* Begin *

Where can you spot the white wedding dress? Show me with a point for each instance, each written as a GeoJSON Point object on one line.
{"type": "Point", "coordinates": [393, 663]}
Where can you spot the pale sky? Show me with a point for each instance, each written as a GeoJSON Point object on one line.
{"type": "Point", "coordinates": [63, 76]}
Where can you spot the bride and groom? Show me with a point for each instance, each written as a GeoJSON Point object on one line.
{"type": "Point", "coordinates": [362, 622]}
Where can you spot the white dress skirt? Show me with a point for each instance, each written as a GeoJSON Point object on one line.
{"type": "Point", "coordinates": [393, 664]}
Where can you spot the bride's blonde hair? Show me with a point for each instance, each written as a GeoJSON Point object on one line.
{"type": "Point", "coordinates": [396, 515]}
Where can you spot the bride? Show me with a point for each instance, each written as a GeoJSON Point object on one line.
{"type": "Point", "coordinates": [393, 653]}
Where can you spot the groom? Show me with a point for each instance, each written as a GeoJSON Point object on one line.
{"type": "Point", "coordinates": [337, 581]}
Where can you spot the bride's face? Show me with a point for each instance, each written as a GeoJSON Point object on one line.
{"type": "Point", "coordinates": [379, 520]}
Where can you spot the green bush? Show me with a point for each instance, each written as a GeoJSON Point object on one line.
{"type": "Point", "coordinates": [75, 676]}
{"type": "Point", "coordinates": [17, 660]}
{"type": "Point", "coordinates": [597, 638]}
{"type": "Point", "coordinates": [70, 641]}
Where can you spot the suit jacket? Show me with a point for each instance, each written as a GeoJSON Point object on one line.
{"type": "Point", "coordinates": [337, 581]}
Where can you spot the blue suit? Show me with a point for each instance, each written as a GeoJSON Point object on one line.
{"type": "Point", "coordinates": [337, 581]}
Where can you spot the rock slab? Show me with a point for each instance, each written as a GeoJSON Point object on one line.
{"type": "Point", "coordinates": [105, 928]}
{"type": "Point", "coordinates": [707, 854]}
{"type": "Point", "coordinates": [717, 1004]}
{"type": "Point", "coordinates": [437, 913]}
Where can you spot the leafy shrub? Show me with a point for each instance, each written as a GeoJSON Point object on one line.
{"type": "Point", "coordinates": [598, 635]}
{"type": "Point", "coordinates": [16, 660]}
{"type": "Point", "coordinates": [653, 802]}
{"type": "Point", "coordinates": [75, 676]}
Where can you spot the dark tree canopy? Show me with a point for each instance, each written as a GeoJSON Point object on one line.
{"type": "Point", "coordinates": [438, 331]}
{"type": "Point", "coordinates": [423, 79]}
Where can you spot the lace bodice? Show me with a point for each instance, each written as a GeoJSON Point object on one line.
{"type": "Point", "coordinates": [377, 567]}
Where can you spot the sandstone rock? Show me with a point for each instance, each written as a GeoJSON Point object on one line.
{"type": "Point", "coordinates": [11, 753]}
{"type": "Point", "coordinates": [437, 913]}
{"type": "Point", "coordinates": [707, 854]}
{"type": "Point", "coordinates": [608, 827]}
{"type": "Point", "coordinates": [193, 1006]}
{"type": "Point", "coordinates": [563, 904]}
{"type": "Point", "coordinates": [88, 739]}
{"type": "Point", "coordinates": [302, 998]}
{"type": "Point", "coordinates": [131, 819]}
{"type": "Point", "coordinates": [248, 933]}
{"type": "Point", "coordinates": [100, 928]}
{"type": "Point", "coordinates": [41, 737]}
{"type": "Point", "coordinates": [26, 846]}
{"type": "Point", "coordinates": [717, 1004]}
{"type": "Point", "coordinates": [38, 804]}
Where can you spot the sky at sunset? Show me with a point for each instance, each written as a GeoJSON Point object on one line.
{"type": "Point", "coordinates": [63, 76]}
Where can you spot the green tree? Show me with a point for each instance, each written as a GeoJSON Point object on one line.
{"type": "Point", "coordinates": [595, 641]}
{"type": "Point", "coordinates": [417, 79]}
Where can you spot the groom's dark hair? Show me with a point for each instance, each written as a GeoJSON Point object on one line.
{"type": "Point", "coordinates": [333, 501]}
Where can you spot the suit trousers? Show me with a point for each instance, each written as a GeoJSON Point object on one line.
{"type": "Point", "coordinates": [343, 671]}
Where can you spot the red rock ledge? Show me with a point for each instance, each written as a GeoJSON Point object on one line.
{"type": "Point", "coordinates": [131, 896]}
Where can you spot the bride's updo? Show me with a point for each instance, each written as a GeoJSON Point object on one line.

* End *

**Requirement:** Rewrite all of the records above with "Show me" replaced by "Mark it" wherever it occurs, leaving every other character unchanged.

**Output for this exercise:**
Where can you spot the white wedding dress? Mark it with a point for each instance, each written as a GeoJSON Point object on one line.
{"type": "Point", "coordinates": [393, 663]}
Where can you spot the pale sky? Mark it with a point for each instance, each written as a GeoJSON Point object on one line.
{"type": "Point", "coordinates": [63, 76]}
Where can you spot the bride and groom? Mark it with a point for each instance, each written as a GeoJSON Point object on one line.
{"type": "Point", "coordinates": [362, 622]}
Where can you spot the white dress skirt? Mark it with a point for each instance, each written as a GeoJSON Point object on one line.
{"type": "Point", "coordinates": [393, 664]}
Where can you spot the bride's blonde hair? Mark it with a point for each instance, each written as a GeoJSON Point object on one line.
{"type": "Point", "coordinates": [396, 515]}
Where can you spot the bride? Mark it with a point for each instance, each written as a GeoJSON Point object on one line.
{"type": "Point", "coordinates": [393, 653]}
Where can you spot the groom? Mark it with a point for each instance, each written as a GeoJSON Point object on one line.
{"type": "Point", "coordinates": [337, 581]}
Where can you spot the bride's face? Mark it with a point for each instance, each written as a GeoJSON Point object on one line.
{"type": "Point", "coordinates": [379, 520]}
Where can you spot the green bush? Mark it with a point for each instance, each written as a GeoJSON Point object on one line.
{"type": "Point", "coordinates": [75, 676]}
{"type": "Point", "coordinates": [17, 660]}
{"type": "Point", "coordinates": [597, 638]}
{"type": "Point", "coordinates": [70, 641]}
Where can you spot the suit jacket? Mark it with a point for each instance, each written as a GeoJSON Point object on one line.
{"type": "Point", "coordinates": [337, 581]}
Where can you spot the blue suit? Mark it with a point for each instance, each written as a GeoJSON Point object on one line.
{"type": "Point", "coordinates": [337, 581]}
Where can you spot the rock slab? Mark it with a point for each instance, each written as a GeoJSON Point object on one line.
{"type": "Point", "coordinates": [105, 928]}
{"type": "Point", "coordinates": [707, 854]}
{"type": "Point", "coordinates": [717, 1004]}
{"type": "Point", "coordinates": [437, 913]}
Where can you spot the leafy shrub? Mark it with a point for each instance, each written as a GeoJSON Point object on one line.
{"type": "Point", "coordinates": [598, 635]}
{"type": "Point", "coordinates": [16, 660]}
{"type": "Point", "coordinates": [653, 802]}
{"type": "Point", "coordinates": [75, 676]}
Where can you spot the dark tree canopy? Mark it with a point for each instance, each written as a GeoJSON Point object on one line.
{"type": "Point", "coordinates": [438, 331]}
{"type": "Point", "coordinates": [423, 79]}
Where can you spot the lace bodice? Mark it with a point for each instance, each written as a GeoJSON Point object on one line.
{"type": "Point", "coordinates": [377, 567]}
Where can you spot the sandstone rock? Mark it with a point for each instance, each written as a GeoJSON Point object on one line.
{"type": "Point", "coordinates": [11, 753]}
{"type": "Point", "coordinates": [437, 913]}
{"type": "Point", "coordinates": [707, 854]}
{"type": "Point", "coordinates": [608, 827]}
{"type": "Point", "coordinates": [193, 1006]}
{"type": "Point", "coordinates": [563, 904]}
{"type": "Point", "coordinates": [88, 739]}
{"type": "Point", "coordinates": [302, 998]}
{"type": "Point", "coordinates": [131, 819]}
{"type": "Point", "coordinates": [248, 933]}
{"type": "Point", "coordinates": [100, 928]}
{"type": "Point", "coordinates": [41, 737]}
{"type": "Point", "coordinates": [26, 846]}
{"type": "Point", "coordinates": [717, 1004]}
{"type": "Point", "coordinates": [38, 804]}
Where can you spot the sky at sunset? Mark it with a point for each instance, each written as a GeoJSON Point object on one line.
{"type": "Point", "coordinates": [63, 76]}
Where can you spot the green tree? Mark it with a point for each instance, each written as a GeoJSON Point object on one line.
{"type": "Point", "coordinates": [595, 641]}
{"type": "Point", "coordinates": [417, 79]}
Where can you spot the groom's dark hair? Mark it with a point for each instance, each written as a GeoJSON Point object on one line.
{"type": "Point", "coordinates": [333, 501]}
Where can you spot the suit trousers? Mark it with a point for each instance, each written as a GeoJSON Point object on one line.
{"type": "Point", "coordinates": [343, 671]}
Where can you spot the red rock ledge? Mark it with a point for each instance, each written as a GeoJSON Point object on one line.
{"type": "Point", "coordinates": [131, 896]}
Where can you spot the bride's updo? Mark it with a point for each instance, each written as a GeoJSON Point object on one line.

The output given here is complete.